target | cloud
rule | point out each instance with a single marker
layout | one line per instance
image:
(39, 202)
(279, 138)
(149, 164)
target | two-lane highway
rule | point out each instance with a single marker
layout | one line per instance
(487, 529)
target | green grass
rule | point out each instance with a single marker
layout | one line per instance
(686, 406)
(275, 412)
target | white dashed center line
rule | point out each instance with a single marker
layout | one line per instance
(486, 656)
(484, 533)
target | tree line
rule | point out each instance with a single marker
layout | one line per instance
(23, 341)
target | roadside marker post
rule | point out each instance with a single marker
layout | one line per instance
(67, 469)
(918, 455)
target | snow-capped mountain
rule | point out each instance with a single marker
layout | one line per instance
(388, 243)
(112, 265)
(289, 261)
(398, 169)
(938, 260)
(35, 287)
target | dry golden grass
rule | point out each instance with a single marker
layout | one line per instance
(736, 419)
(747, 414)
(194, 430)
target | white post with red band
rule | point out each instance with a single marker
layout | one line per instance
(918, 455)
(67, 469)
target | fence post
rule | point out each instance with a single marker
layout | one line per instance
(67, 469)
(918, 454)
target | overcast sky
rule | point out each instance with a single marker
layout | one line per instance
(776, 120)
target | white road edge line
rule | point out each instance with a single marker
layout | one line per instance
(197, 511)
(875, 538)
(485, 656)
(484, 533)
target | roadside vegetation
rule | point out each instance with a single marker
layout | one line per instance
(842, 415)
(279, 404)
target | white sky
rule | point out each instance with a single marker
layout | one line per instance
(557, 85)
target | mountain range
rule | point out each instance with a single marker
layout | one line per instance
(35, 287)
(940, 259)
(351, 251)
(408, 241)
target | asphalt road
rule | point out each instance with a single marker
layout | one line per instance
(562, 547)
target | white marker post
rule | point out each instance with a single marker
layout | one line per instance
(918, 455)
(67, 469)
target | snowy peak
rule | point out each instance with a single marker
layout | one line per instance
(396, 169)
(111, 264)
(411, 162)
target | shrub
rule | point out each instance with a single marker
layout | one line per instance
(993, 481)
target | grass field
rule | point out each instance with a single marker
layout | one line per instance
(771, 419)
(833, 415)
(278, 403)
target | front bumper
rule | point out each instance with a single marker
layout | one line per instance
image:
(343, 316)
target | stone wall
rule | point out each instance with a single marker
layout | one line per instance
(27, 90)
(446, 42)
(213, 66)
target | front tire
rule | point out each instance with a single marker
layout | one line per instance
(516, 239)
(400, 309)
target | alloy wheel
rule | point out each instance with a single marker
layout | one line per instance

* Goal of the exercise
Rewrite the data from the line containing "target | alloy wheel" through the final line, substituting "single dot" for "single marker" and leaving all other text unchanged.

* Answer in full
target | alloy wheel
rule | point out each instance with a single dot
layout | one line per instance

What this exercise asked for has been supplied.